» **WHAT IS REQUIRED**: Repeat the lines from the one containing "Target: green necktie" through the last line of the data, exactly, pictures omitted.

» **EXERCISE MATERIAL**:
"""

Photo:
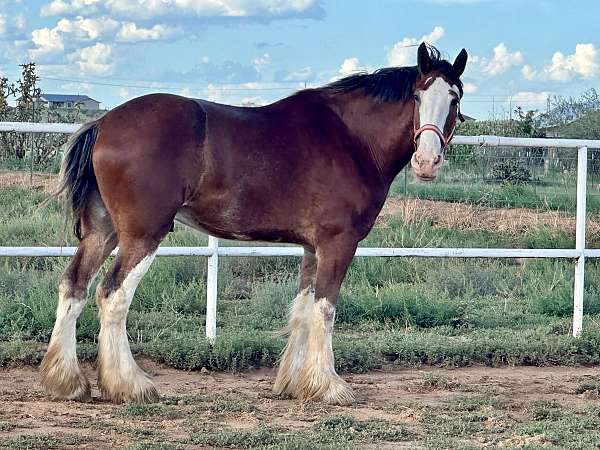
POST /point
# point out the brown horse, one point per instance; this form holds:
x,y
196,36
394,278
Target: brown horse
x,y
312,169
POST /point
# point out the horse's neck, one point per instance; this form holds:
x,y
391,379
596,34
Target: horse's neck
x,y
385,129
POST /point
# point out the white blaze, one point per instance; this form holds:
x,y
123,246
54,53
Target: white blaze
x,y
434,108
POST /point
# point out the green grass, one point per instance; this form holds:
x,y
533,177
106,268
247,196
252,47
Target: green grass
x,y
402,311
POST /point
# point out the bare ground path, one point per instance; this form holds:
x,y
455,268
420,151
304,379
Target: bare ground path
x,y
212,410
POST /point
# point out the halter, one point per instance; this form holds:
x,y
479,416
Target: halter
x,y
432,127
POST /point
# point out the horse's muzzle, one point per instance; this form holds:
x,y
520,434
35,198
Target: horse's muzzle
x,y
426,165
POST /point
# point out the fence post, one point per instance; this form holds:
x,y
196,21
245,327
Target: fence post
x,y
212,274
580,241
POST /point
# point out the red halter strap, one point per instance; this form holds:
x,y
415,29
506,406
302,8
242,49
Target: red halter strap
x,y
431,127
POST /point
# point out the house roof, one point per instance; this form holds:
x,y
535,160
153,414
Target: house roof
x,y
66,98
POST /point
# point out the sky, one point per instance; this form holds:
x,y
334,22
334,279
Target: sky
x,y
257,51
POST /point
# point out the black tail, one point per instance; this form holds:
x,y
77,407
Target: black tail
x,y
77,179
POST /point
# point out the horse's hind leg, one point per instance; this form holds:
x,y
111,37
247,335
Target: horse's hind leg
x,y
61,375
119,377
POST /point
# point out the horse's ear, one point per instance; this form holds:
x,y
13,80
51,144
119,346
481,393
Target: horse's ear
x,y
423,59
460,62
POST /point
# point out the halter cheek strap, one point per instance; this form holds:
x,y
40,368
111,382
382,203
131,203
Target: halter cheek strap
x,y
432,127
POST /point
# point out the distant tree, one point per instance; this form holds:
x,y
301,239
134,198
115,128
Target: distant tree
x,y
565,110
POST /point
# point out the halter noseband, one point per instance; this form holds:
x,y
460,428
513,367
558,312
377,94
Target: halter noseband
x,y
432,127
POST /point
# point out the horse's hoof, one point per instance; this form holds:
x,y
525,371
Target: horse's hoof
x,y
137,388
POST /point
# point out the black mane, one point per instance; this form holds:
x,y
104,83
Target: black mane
x,y
392,83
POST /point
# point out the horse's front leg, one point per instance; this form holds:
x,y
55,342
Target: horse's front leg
x,y
308,370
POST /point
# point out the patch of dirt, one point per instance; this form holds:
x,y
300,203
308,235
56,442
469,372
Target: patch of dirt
x,y
390,395
46,182
466,216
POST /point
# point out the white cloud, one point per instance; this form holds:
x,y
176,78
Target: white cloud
x,y
530,99
404,53
348,67
52,40
564,68
261,61
146,9
47,41
469,88
93,60
130,32
77,87
528,72
502,60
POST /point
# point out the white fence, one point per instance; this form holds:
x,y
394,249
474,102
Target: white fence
x,y
213,250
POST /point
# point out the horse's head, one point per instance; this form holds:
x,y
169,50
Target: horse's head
x,y
437,95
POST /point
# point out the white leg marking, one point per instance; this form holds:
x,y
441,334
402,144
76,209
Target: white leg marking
x,y
61,374
307,367
120,378
294,354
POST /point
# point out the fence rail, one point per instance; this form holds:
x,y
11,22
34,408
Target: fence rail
x,y
213,251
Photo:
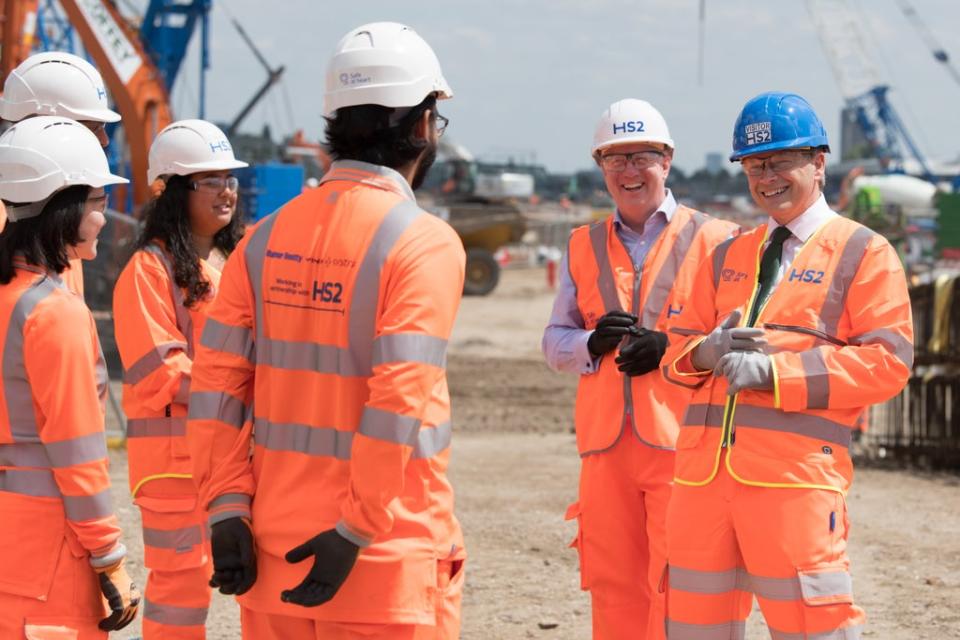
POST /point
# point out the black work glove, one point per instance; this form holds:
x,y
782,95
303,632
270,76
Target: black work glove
x,y
642,353
333,558
609,332
234,556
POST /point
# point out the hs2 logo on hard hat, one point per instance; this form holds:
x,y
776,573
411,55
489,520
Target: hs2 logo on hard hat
x,y
630,126
758,132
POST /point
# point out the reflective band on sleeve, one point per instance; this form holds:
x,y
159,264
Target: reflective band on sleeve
x,y
301,438
64,453
151,362
663,282
769,419
38,483
817,378
228,339
433,440
605,282
719,257
156,427
894,343
217,405
16,386
843,274
180,540
733,630
174,616
80,508
410,347
389,426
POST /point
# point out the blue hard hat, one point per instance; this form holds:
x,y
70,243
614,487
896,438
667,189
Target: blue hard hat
x,y
773,121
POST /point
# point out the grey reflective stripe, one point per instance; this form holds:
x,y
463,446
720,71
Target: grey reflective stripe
x,y
817,378
389,427
826,584
16,386
719,258
854,632
433,440
681,331
184,323
217,405
366,288
38,483
663,282
733,630
180,540
302,438
64,453
162,427
894,343
605,282
410,347
227,339
843,274
770,419
80,508
342,170
151,362
172,615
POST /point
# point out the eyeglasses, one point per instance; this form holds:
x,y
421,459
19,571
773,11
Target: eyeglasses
x,y
777,163
216,184
442,124
639,160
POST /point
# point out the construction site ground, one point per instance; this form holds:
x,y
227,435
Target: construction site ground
x,y
515,466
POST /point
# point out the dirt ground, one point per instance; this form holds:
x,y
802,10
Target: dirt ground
x,y
515,470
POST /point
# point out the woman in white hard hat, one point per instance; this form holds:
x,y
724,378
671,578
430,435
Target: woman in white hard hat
x,y
160,304
63,562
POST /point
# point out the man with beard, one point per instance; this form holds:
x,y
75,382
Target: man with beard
x,y
325,350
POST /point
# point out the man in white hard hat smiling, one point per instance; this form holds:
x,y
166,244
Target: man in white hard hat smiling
x,y
621,280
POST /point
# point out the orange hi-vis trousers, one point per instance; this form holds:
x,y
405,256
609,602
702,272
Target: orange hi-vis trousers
x,y
622,513
729,542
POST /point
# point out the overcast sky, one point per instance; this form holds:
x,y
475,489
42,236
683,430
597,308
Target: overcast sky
x,y
531,77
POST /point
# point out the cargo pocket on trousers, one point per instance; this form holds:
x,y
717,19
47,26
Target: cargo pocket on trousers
x,y
825,585
573,512
174,532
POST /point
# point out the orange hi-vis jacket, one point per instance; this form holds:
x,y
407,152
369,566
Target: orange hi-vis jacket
x,y
54,482
607,280
840,337
326,346
157,336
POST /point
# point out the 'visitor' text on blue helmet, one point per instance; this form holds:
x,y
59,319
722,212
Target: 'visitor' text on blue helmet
x,y
773,121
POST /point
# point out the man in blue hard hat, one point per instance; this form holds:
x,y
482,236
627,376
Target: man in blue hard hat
x,y
797,326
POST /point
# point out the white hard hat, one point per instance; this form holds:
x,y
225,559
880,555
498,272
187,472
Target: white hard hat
x,y
383,63
41,156
190,146
630,120
55,84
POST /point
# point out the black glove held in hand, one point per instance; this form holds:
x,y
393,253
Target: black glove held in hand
x,y
609,331
643,352
234,556
333,558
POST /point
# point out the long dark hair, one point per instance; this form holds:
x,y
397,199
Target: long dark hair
x,y
167,218
43,240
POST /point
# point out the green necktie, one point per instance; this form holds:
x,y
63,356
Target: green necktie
x,y
769,266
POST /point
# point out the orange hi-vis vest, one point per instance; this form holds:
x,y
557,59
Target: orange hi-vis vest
x,y
326,346
607,280
54,482
156,335
840,337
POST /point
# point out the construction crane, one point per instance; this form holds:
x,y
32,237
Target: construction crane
x,y
863,91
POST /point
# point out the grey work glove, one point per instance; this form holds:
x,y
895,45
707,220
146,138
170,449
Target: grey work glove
x,y
724,339
745,370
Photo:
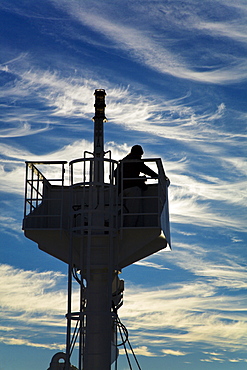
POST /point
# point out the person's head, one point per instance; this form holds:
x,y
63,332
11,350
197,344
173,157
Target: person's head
x,y
137,151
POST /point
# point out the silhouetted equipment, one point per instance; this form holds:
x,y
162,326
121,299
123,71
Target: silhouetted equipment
x,y
83,221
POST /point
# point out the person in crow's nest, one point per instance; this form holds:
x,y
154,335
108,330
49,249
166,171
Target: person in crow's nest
x,y
132,184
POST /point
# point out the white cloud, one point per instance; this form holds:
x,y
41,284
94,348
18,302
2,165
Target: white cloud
x,y
173,353
147,50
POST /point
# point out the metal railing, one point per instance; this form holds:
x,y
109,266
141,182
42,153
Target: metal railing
x,y
37,187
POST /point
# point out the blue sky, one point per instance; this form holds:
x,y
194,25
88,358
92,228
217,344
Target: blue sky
x,y
175,74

"""

» **EXERCISE OUTPUT**:
Target: green necktie
x,y
769,266
POST /point
# point out the orange hi-vis vest, one point per instance; this form holds:
x,y
557,59
Target: orange hi-vis vest
x,y
326,346
607,280
54,482
156,335
840,337
POST /point
# point out the construction crane, one point per instance; this form holds:
x,y
32,237
Target: construction crane
x,y
863,91
POST /point
# point out the grey work glove, one point per instance; this form holds:
x,y
895,45
707,220
146,138
170,449
Target: grey work glove
x,y
724,339
745,370
Photo:
POST /point
# point out the person's head, one point per instance; this form holds:
x,y
63,332
11,350
197,344
173,157
Target: person's head
x,y
137,151
POST /point
# point out the silhouetted equipment, one point per instance; this form holds:
x,y
162,326
121,299
123,71
Target: silhouetted equipment
x,y
83,221
POST /point
# point out the person in crow's nest, one point per instance; this form holds:
x,y
154,335
108,330
49,249
166,171
Target: person in crow's nest
x,y
132,184
POST /point
# point out the white cloud, one point per instance; this form holds:
x,y
41,284
94,348
18,302
2,165
Target: white cloud
x,y
173,353
147,50
POST /point
# point out the metal railing, one point per instance; this form holds:
x,y
109,266
141,182
42,153
Target: metal railing
x,y
37,187
POST /point
# point out the blue sky, one point per instance; this form holds:
x,y
194,25
88,358
92,228
217,344
Target: blue sky
x,y
175,74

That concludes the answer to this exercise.